◆ Exercise brief: Rewrite the lines below as a Markdown table with the columns Row and Text, giving each line a number and skipping blank lines. Leave the pictures out of the answer.

◆ Data to use:
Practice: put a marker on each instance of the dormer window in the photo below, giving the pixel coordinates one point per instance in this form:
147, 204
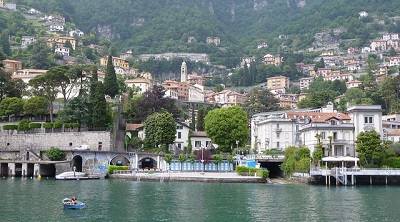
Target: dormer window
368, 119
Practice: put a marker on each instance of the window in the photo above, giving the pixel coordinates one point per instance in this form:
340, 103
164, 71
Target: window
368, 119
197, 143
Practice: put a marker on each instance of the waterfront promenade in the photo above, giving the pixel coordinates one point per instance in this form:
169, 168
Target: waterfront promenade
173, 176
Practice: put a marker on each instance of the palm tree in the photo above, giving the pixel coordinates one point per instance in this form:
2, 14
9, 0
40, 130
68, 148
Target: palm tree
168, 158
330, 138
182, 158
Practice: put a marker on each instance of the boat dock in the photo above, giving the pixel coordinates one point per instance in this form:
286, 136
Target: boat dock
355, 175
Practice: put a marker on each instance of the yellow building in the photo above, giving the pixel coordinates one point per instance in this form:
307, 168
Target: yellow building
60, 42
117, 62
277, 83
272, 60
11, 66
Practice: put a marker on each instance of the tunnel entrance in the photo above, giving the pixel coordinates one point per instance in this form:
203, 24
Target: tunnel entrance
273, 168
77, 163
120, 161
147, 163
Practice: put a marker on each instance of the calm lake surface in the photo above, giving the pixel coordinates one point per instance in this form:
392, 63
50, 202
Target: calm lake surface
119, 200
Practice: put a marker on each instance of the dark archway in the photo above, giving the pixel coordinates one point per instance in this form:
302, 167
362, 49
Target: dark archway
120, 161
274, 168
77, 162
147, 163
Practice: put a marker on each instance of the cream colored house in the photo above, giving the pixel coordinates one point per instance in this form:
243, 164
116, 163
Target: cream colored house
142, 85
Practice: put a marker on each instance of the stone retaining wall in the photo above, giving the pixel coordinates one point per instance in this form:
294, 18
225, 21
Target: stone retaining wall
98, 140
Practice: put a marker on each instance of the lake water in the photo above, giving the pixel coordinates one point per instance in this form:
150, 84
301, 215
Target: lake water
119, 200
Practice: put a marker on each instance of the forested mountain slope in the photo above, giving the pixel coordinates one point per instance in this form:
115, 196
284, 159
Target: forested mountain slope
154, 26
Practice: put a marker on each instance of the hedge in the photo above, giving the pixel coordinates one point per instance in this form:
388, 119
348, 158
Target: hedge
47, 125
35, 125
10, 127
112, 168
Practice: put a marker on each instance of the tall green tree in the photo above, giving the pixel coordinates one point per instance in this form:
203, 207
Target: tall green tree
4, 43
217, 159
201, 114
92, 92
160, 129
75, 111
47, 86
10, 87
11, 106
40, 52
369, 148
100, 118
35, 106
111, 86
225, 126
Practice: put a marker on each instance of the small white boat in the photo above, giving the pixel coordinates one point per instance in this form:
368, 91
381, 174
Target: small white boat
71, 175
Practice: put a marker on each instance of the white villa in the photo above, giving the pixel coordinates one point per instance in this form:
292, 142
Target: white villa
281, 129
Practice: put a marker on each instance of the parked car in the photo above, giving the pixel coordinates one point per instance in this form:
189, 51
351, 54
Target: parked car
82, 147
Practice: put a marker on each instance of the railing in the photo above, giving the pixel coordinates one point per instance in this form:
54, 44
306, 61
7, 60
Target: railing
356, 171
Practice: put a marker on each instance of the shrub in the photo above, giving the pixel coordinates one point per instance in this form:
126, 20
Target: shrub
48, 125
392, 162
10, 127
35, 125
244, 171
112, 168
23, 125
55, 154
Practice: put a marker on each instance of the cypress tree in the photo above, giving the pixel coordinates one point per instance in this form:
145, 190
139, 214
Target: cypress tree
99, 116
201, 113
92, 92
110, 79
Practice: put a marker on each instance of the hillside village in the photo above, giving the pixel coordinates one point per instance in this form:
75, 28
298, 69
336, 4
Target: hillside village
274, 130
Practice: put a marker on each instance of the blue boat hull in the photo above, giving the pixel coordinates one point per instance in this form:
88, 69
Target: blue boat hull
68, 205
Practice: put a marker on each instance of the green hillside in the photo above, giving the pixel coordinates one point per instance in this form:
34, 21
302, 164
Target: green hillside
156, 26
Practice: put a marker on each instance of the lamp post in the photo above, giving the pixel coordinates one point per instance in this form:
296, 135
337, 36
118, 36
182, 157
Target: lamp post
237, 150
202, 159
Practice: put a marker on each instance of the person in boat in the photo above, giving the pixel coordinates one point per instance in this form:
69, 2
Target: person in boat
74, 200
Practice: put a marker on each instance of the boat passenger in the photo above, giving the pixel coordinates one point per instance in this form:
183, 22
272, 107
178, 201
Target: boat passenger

◆ Answer to this exercise:
| Row | Text |
|---|---|
| 1 | Practice: put a marker on each instance of the dormer window in the photo below, giving the pixel coordinates one point per instance in this form: |
| 2 | 147, 204 |
| 3 | Target: dormer window |
| 4 | 368, 119 |
| 5 | Practice: put a marker on each instance of the window in the photo above, giving the pixel coordinates one point per instance in this form: |
| 6 | 340, 103 |
| 7 | 164, 71 |
| 8 | Target: window |
| 9 | 368, 119 |
| 10 | 197, 143 |
| 11 | Practice: put a marker on each instance of the waterfront promenade in the photo above, giving the pixel coordinates one point per instance in this form: |
| 12 | 169, 168 |
| 13 | Target: waterfront promenade |
| 14 | 173, 176 |
| 15 | Practice: put a marker on each instance of the palm tree in the photo above, giving the pixel coordinates one point per instance in this form: |
| 16 | 2, 14 |
| 17 | 9, 0 |
| 18 | 40, 130 |
| 19 | 68, 148 |
| 20 | Target: palm tree |
| 21 | 168, 158 |
| 22 | 330, 138 |
| 23 | 182, 158 |
| 24 | Practice: put a marker on each instance of the boat dock in the photo above, giving the pixel coordinates one point per instance in this form: |
| 25 | 286, 136 |
| 26 | Target: boat dock |
| 27 | 355, 175 |
| 28 | Practice: put a marker on each instance of the yellow building in the photo above, giving the pixel coordinates one point per instance in this form: |
| 29 | 307, 168 |
| 30 | Target: yellow building |
| 31 | 60, 42 |
| 32 | 117, 62 |
| 33 | 277, 83 |
| 34 | 272, 60 |
| 35 | 11, 66 |
| 36 | Practice: put a marker on each instance of the tunnel entrance in the photo above, giving the pixel coordinates one point per instance in this form: |
| 37 | 203, 24 |
| 38 | Target: tunnel entrance |
| 39 | 273, 168 |
| 40 | 77, 163 |
| 41 | 120, 161 |
| 42 | 147, 163 |
| 43 | Practice: put a marker on each instance of the calm lake surface in the photo above, giving the pixel coordinates one point per instance in this form: |
| 44 | 392, 63 |
| 45 | 50, 202 |
| 46 | Target: calm lake surface |
| 47 | 119, 200 |
| 48 | Practice: put a marker on each instance of the dark archway in the photo above, giving the pixel coordinates one point per instance in this form: |
| 49 | 302, 167 |
| 50 | 362, 49 |
| 51 | Target: dark archway |
| 52 | 120, 161 |
| 53 | 274, 168 |
| 54 | 77, 162 |
| 55 | 147, 163 |
| 56 | Practice: put a marker on each instance of the cream colored house in the photo above, giving the pixel coordinates one point per instance in this form: |
| 57 | 243, 164 |
| 58 | 116, 163 |
| 59 | Target: cream colored house |
| 60 | 142, 85 |
| 61 | Practice: put a marker on each instance of the stone retaining wall in the photo above, giving the pixel coordinates one point per instance in this form: |
| 62 | 294, 18 |
| 63 | 225, 21 |
| 64 | Target: stone retaining wall |
| 65 | 98, 140 |
| 66 | Practice: put a marker on each instance of the lake water in the photo above, giving the pixel coordinates one point per instance in this form: |
| 67 | 150, 84 |
| 68 | 301, 215 |
| 69 | Target: lake water |
| 70 | 119, 200 |
| 71 | Practice: put a marker on each instance of the forested mountain slope in the photo above, giving the pixel coordinates one point per instance in this form: |
| 72 | 115, 196 |
| 73 | 284, 159 |
| 74 | Target: forested mountain slope |
| 75 | 154, 26 |
| 76 | Practice: put a marker on each instance of the hedge in the photo above, giving the pixel coordinates one point per instance in this form: |
| 77 | 388, 119 |
| 78 | 348, 158 |
| 79 | Target: hedge |
| 80 | 47, 125 |
| 81 | 35, 125 |
| 82 | 10, 127 |
| 83 | 112, 168 |
| 84 | Practice: put a marker on each instance of the tall green tree in the photo above, giving the pixel coordinates one point per instance in this form: |
| 85 | 203, 207 |
| 86 | Target: tall green tree |
| 87 | 4, 43 |
| 88 | 217, 159 |
| 89 | 201, 114 |
| 90 | 92, 92 |
| 91 | 160, 129 |
| 92 | 75, 111 |
| 93 | 47, 86 |
| 94 | 10, 87 |
| 95 | 11, 106 |
| 96 | 40, 52 |
| 97 | 369, 148 |
| 98 | 100, 118 |
| 99 | 35, 106 |
| 100 | 111, 86 |
| 101 | 225, 126 |
| 102 | Practice: put a marker on each instance of the small white boat in the photo above, giving the pixel coordinates one point per instance in this form: |
| 103 | 368, 91 |
| 104 | 381, 174 |
| 105 | Target: small white boat |
| 106 | 71, 175 |
| 107 | Practice: put a marker on each instance of the white villa in the photo above, giving the pixel coordinates one point per instance in this form: |
| 108 | 292, 142 |
| 109 | Target: white villa |
| 110 | 281, 129 |
| 111 | Practice: put a marker on each instance of the parked car in the photo above, giving the pixel coordinates one point per instance in this form: |
| 112 | 189, 51 |
| 113 | 351, 54 |
| 114 | Target: parked car |
| 115 | 82, 147 |
| 116 | Practice: put a marker on each instance of the railing in the photo above, giving the pixel coordinates one point per instance in this form: |
| 117 | 54, 44 |
| 118 | 306, 61 |
| 119 | 7, 60 |
| 120 | Target: railing |
| 121 | 356, 171 |
| 122 | Practice: put a marker on each instance of the shrub in the photo above, giving the pixel coordinates one point per instance in this form: |
| 123 | 126, 20 |
| 124 | Target: shrub |
| 125 | 48, 125 |
| 126 | 392, 162 |
| 127 | 10, 127 |
| 128 | 35, 125 |
| 129 | 244, 171 |
| 130 | 112, 168 |
| 131 | 23, 125 |
| 132 | 55, 154 |
| 133 | Practice: put a marker on each instance of the cypress tree in the photo above, giving the pixel coordinates one point per instance in this form: |
| 134 | 145, 190 |
| 135 | 139, 214 |
| 136 | Target: cypress tree |
| 137 | 99, 116 |
| 138 | 201, 113 |
| 139 | 92, 92 |
| 140 | 110, 79 |
| 141 | Practice: put a marker on each instance of the hillside village in the photo above, giving the pixel coordinates one point per instance in this form: |
| 142 | 75, 28 |
| 143 | 298, 69 |
| 144 | 336, 4 |
| 145 | Target: hillside village |
| 146 | 274, 130 |
| 147 | Practice: put a marker on each instance of the blue boat hull in the photo above, giving the pixel coordinates one point per instance in this form: |
| 148 | 88, 69 |
| 149 | Target: blue boat hull |
| 150 | 68, 205 |
| 151 | Practice: put a marker on each instance of the green hillside in the photo above, giving the pixel coordinates one point per instance in this form: |
| 152 | 34, 21 |
| 153 | 302, 164 |
| 154 | Target: green hillside |
| 155 | 156, 26 |
| 156 | Practice: put a marker on each instance of the lamp post in the photo above, giving the pixel coordinates one point per instance in this form: |
| 157 | 296, 135 |
| 158 | 337, 36 |
| 159 | 118, 36 |
| 160 | 182, 157 |
| 161 | Target: lamp post |
| 162 | 237, 150 |
| 163 | 202, 159 |
| 164 | Practice: put a marker on each instance of the person in boat in the photo above, giving the pixel coordinates one point per instance in this form: |
| 165 | 69, 2 |
| 166 | Target: person in boat |
| 167 | 74, 200 |
| 168 | Practice: put a marker on each instance of the boat passenger in the photo above, giving the pixel coordinates one point per instance in this form: |
| 169 | 183, 22 |
| 170 | 272, 107 |
| 171 | 178, 201 |
| 172 | Target: boat passenger |